To do. The records that follow should be copied out exactly, pictures excluded.

Data extracts.
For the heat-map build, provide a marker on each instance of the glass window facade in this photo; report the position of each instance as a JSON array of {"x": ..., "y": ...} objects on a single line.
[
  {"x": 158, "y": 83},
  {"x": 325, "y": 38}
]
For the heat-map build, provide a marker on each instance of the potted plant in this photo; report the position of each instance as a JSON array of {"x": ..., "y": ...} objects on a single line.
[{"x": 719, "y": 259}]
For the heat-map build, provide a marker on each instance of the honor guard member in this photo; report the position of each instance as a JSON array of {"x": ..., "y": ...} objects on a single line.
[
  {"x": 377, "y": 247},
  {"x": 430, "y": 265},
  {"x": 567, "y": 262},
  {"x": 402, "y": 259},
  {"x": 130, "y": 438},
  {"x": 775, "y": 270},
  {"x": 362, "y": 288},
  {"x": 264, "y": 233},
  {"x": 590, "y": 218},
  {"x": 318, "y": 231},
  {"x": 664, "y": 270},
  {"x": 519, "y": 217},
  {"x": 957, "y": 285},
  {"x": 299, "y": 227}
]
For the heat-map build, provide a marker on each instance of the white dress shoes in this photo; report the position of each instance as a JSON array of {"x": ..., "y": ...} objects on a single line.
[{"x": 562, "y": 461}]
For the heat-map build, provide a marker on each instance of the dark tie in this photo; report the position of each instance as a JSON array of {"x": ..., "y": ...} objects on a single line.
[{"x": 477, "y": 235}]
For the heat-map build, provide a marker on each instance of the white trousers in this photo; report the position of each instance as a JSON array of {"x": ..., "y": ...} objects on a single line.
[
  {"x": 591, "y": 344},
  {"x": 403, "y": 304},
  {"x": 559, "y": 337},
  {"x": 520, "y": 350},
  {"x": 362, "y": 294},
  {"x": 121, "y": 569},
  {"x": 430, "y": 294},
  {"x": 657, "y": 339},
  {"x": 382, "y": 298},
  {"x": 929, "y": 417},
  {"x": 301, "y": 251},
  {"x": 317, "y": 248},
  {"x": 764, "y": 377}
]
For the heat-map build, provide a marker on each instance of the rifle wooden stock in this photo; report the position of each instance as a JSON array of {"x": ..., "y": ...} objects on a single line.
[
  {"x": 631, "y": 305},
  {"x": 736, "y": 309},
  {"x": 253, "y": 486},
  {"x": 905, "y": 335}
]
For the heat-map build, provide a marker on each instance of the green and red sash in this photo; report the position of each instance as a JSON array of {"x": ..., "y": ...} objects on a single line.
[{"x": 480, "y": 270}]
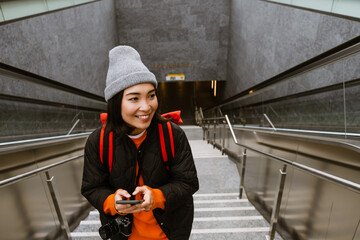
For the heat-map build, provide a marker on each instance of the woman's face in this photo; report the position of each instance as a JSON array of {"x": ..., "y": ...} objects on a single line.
[{"x": 138, "y": 106}]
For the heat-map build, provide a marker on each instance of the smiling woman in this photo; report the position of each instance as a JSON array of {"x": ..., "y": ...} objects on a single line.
[
  {"x": 137, "y": 167},
  {"x": 138, "y": 106}
]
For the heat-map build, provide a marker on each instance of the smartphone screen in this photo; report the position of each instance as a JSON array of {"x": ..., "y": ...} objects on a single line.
[{"x": 132, "y": 202}]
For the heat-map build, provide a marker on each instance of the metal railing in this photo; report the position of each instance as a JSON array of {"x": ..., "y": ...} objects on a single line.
[
  {"x": 207, "y": 122},
  {"x": 52, "y": 188}
]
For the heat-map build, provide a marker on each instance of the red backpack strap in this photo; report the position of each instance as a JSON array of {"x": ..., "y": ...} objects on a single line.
[
  {"x": 103, "y": 117},
  {"x": 166, "y": 143},
  {"x": 106, "y": 157},
  {"x": 171, "y": 139},
  {"x": 111, "y": 150}
]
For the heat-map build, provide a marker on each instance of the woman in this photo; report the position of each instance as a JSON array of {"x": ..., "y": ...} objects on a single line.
[{"x": 167, "y": 209}]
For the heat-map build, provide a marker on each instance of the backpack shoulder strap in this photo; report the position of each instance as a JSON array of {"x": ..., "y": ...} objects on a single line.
[
  {"x": 106, "y": 157},
  {"x": 166, "y": 143}
]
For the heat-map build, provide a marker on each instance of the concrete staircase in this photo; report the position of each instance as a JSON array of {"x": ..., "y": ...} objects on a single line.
[{"x": 219, "y": 213}]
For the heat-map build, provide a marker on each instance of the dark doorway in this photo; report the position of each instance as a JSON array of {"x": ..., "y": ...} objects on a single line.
[{"x": 185, "y": 96}]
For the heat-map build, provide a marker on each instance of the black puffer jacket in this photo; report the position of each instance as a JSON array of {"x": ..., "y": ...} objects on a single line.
[{"x": 178, "y": 184}]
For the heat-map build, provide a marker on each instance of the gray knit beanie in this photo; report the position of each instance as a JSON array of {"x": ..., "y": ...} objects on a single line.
[{"x": 125, "y": 70}]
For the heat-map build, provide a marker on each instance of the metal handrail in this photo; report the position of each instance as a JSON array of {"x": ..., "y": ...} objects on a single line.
[
  {"x": 214, "y": 118},
  {"x": 355, "y": 187},
  {"x": 26, "y": 175},
  {"x": 52, "y": 188},
  {"x": 36, "y": 140},
  {"x": 352, "y": 186}
]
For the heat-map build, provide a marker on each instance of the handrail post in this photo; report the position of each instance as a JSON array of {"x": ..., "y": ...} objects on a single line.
[
  {"x": 204, "y": 128},
  {"x": 223, "y": 139},
  {"x": 277, "y": 203},
  {"x": 242, "y": 179},
  {"x": 208, "y": 132},
  {"x": 214, "y": 133},
  {"x": 231, "y": 129},
  {"x": 58, "y": 207}
]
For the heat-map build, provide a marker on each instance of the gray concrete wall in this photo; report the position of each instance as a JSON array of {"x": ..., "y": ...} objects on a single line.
[
  {"x": 177, "y": 36},
  {"x": 267, "y": 39},
  {"x": 69, "y": 46}
]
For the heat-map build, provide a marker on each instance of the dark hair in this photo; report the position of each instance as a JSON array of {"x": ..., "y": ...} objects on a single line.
[{"x": 115, "y": 123}]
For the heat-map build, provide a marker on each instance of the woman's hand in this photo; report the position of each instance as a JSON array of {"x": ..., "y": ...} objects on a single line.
[
  {"x": 147, "y": 196},
  {"x": 125, "y": 208}
]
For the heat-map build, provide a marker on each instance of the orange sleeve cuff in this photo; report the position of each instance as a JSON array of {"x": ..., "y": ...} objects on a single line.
[
  {"x": 109, "y": 205},
  {"x": 158, "y": 198}
]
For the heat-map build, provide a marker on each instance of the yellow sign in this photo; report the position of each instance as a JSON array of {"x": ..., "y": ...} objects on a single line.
[{"x": 175, "y": 77}]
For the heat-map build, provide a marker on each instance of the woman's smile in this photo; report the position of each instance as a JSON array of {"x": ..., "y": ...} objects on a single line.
[{"x": 138, "y": 106}]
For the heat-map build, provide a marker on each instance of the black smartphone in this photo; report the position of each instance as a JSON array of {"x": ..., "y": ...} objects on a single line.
[{"x": 132, "y": 202}]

Response.
For the heat-map build, provide a marker on each instance of the glass window facade in this photo; report the position of each instance as a JSON array of {"x": ..., "y": ...} objects on a single line.
[
  {"x": 158, "y": 83},
  {"x": 325, "y": 38}
]
For the heat-map build, provide a marker on each instance of the potted plant in this photo; report the position of each instance as a JSON array of {"x": ..., "y": ...} objects on a single line.
[{"x": 719, "y": 259}]
For the heat-map build, provide a marker on each instance of the honor guard member in this photo; report the position of each instance as a JSON array of {"x": ..., "y": ...} objects on a single line.
[
  {"x": 377, "y": 247},
  {"x": 430, "y": 265},
  {"x": 567, "y": 262},
  {"x": 402, "y": 259},
  {"x": 130, "y": 438},
  {"x": 775, "y": 270},
  {"x": 362, "y": 288},
  {"x": 264, "y": 233},
  {"x": 590, "y": 218},
  {"x": 318, "y": 231},
  {"x": 664, "y": 270},
  {"x": 519, "y": 217},
  {"x": 957, "y": 285},
  {"x": 299, "y": 227}
]
For the heat-map build, provide a marker on each instance of the white dress shoes in this photo; report the position of each instance as a JSON array of {"x": ..., "y": ...} objects on a single line.
[{"x": 562, "y": 461}]
For the heat-map build, provide a marker on each instance of the dark tie in this photo; report the position of each instance as a JSON array of {"x": ..., "y": ...} objects on a single line.
[{"x": 477, "y": 235}]
For the heat-map build, provide a marker on each instance of the white trousers in this photo; report the position of each instance as a JSON array of {"x": ..., "y": ...} objects on a single line.
[
  {"x": 591, "y": 344},
  {"x": 403, "y": 304},
  {"x": 559, "y": 337},
  {"x": 520, "y": 350},
  {"x": 362, "y": 294},
  {"x": 121, "y": 569},
  {"x": 430, "y": 294},
  {"x": 657, "y": 339},
  {"x": 382, "y": 298},
  {"x": 929, "y": 417},
  {"x": 301, "y": 251},
  {"x": 317, "y": 248},
  {"x": 764, "y": 377}
]
For the heat-map build, provide a marker on each instance of the rifle wooden stock in this photo; report the position of each instance as a JSON array of {"x": ..., "y": ...} objects on a single line.
[
  {"x": 631, "y": 305},
  {"x": 736, "y": 309},
  {"x": 253, "y": 486},
  {"x": 905, "y": 335}
]
For the heat-map build, provide a marker on each instance of the green and red sash in this photo; report the position of each instance as a JSON array of {"x": ..., "y": ...} objects on a single line.
[{"x": 480, "y": 270}]
For the heat-map build, provide a marker on each instance of the woman's face in this photo; report the position of each instance as a JSON array of {"x": ..., "y": ...} objects on a single line.
[{"x": 138, "y": 106}]
For the heat-map build, provide a marker on each instance of the smiling woman in this photo; report the position of each instance as a JSON array of {"x": ..., "y": ...} objects on a single line.
[
  {"x": 137, "y": 167},
  {"x": 138, "y": 106}
]
For the heat-map build, provide a marker on each instance of the smartphone screen in this photo; report the position of each instance as a JSON array of {"x": ..., "y": ...} objects on a single line.
[{"x": 132, "y": 202}]
For the heat-map build, provide a marker on each instance of the metal railing in this photo; report the position of each instance as a JSON array of {"x": ..., "y": ...} objects on a single line.
[
  {"x": 207, "y": 122},
  {"x": 52, "y": 188}
]
For the heat-map build, provide a marker on each instance of the red backpack strap in this photo; report the position of each instance as a JSON array of {"x": ..., "y": ...} objects on a single line.
[
  {"x": 103, "y": 117},
  {"x": 166, "y": 143},
  {"x": 106, "y": 157},
  {"x": 171, "y": 139},
  {"x": 111, "y": 150}
]
For the heat-map build, provide a marker on each instance of the woman in this photo; report the position of each instance as a JSON array of {"x": ..., "y": ...} objects on a single line.
[{"x": 167, "y": 209}]
For the heat-map build, provide a marker on each instance of the backpack shoulder strap in this photo; report the position of each instance as a JSON array of {"x": ..., "y": ...} objects on a single line.
[
  {"x": 106, "y": 157},
  {"x": 166, "y": 143}
]
For the heat-map build, provide a marker on each instance of the concrete staircase in this photo; report the position of each instance as a JSON array of {"x": ..., "y": ...} objects on a single line.
[{"x": 219, "y": 213}]
For the heat-map build, provide a marker on each instance of the dark doorway in this photo; report the position of each instance as a JSON array of {"x": ..., "y": ...} objects on a single line.
[{"x": 185, "y": 96}]
For the heat-map build, provide a marker on each instance of the black puffer jacket in this photo; report the position of each instance as a JSON array of {"x": ..., "y": ...} objects on a single line.
[{"x": 178, "y": 184}]
For the heat-map build, provide a marker on each instance of the gray knit beanie in this photo; report the position of each instance as a JSON array of {"x": ..., "y": ...} objects on a single line.
[{"x": 125, "y": 70}]
For the heat-map build, provide a marker on each instance of the metal handrail in this photo; report the position of each instance as a JSON array of {"x": ..., "y": ...} objects on a single line.
[
  {"x": 214, "y": 118},
  {"x": 355, "y": 187},
  {"x": 26, "y": 175},
  {"x": 52, "y": 188},
  {"x": 36, "y": 140},
  {"x": 352, "y": 186}
]
For the heat-map build, provide a marker on each instance of the handrail post in this photo; report the position of each instance as a JSON array of {"x": ..., "y": ...} objects on a single line.
[
  {"x": 204, "y": 128},
  {"x": 223, "y": 139},
  {"x": 277, "y": 203},
  {"x": 242, "y": 179},
  {"x": 208, "y": 132},
  {"x": 214, "y": 133},
  {"x": 231, "y": 129},
  {"x": 58, "y": 207}
]
For the heat-map build, provide a marker on each instance of the gray concrete wall in this photo; report the position of each instance as a JSON array of {"x": ..., "y": ...} objects on a single line.
[
  {"x": 177, "y": 36},
  {"x": 267, "y": 39},
  {"x": 69, "y": 46}
]
For the heat-map build, provide a marker on each instance of the dark hair in this photo; report the position of each instance as a JSON array of {"x": ..., "y": ...} objects on a single line.
[{"x": 115, "y": 123}]
For the heat-map build, provide a marker on each instance of the woman's hand in this photo; report the position of each instance as a JSON array of {"x": ..., "y": ...} objects on a single line.
[
  {"x": 147, "y": 196},
  {"x": 125, "y": 208}
]
For the heat-map build, provide a marker on each instance of the orange sleeve cuff in this photo; report the position of each instance as a JSON array of {"x": ..., "y": ...} objects on a single line.
[
  {"x": 109, "y": 205},
  {"x": 158, "y": 198}
]
For the heat-map build, provide a marker on each instance of the yellow sign in this photo; report the position of each instance as a JSON array of {"x": ..., "y": ...} objects on a single line.
[{"x": 175, "y": 77}]
For the heat-map build, provide a marker on each instance of the woman's smile in this photo; report the position of each instance as a JSON array of {"x": ..., "y": ...} objects on a single line.
[{"x": 138, "y": 106}]
For the heat-map build, provide a marker on each instance of the black smartphone in this photo; report the position of each instance as a JSON array of {"x": ..., "y": ...} objects on a single line.
[{"x": 132, "y": 202}]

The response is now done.